### Text provided
# # # #
|

## Extracting arithmetic mean for specific values from multiple .txt-files

 Hello, I'm coming straight to the point: I have 65 .txt-Files named "XYZ_1.txt" to "XYZ_65.txt" (each number represents a test subject). I have to open them in Microsoft Excel to see the exact structure. In each of those .txt-files there are reaction time values (in milliseconds) from line 15, column H to line 166, column H for each test subject (and a couple of other data in the other colums of course). My problem is, that I only need the arithmetic mean for all of these reaction times per test subject. --> Again: I have 65 test subjects and according to Excel 152 reaction times  for each test subject / in each .txt-file. Is there an easy way to only extract the arithmetic mean for each test subject in an Excel file column? Thanks for your answers!
# # # #
(Stored data)
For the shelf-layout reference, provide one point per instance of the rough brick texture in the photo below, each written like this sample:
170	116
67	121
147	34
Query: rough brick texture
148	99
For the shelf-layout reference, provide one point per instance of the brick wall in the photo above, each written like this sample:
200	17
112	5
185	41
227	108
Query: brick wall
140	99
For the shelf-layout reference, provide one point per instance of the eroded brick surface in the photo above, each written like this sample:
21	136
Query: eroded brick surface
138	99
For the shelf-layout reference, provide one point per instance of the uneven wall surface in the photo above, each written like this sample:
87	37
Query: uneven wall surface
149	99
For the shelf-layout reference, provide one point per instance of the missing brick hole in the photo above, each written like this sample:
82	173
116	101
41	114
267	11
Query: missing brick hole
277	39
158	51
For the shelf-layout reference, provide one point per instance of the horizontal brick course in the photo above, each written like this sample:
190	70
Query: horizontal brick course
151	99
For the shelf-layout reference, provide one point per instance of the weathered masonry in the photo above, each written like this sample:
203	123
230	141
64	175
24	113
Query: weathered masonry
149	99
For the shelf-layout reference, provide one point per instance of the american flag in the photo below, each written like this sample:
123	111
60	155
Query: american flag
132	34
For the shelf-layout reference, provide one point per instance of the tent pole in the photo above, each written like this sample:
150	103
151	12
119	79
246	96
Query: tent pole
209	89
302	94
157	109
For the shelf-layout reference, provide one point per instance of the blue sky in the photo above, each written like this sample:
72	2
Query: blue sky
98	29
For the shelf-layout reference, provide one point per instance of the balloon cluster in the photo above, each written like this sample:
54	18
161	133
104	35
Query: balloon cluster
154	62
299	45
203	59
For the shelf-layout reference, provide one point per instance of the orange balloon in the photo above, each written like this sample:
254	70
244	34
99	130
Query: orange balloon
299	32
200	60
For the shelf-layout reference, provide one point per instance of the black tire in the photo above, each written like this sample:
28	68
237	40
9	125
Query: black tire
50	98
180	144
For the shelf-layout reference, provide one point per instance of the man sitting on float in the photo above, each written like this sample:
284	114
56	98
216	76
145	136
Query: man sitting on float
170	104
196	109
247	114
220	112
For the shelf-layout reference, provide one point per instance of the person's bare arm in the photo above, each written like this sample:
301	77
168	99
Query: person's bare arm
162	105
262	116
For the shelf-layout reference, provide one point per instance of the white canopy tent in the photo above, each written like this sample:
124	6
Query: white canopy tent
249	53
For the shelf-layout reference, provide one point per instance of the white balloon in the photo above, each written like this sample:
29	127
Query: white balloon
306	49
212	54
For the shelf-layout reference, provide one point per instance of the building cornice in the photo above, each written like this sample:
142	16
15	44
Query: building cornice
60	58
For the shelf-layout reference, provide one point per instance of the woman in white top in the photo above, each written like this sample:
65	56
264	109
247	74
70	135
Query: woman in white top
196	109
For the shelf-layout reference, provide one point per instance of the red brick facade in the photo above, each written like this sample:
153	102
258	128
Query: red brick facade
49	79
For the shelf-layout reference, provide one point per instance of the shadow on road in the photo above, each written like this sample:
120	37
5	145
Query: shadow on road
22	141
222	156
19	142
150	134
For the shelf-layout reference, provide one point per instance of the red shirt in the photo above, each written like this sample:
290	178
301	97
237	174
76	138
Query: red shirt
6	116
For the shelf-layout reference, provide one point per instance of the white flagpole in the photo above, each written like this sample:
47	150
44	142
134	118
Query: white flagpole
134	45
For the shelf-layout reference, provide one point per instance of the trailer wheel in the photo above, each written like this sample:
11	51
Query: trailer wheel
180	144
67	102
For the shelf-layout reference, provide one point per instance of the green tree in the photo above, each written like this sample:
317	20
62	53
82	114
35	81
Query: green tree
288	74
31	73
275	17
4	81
# # # #
From the forum post above about averaging reaction times, quote the passage between "Hello, I'm coming" and "for your answers!", inclusive.

### Task answer
Hello, I'm coming straight to the point: I have 65 .txt-Files named "XYZ_1.txt" to "XYZ_65.txt" (each number represents a test subject). I have to open them in Microsoft Excel to see the exact structure. In each of those .txt-files there are reaction time values (in milliseconds) from line 15, column H to line 166, column H for each test subject (and a couple of other data in the other colums of course). My problem is, that I only need the arithmetic mean for all of these reaction times per test subject. --> Again: I have 65 test subjects and according to Excel 152 reaction times  for each test subject / in each .txt-file. Is there an easy way to only extract the arithmetic mean for each test subject in an Excel file column? Thanks for your answers!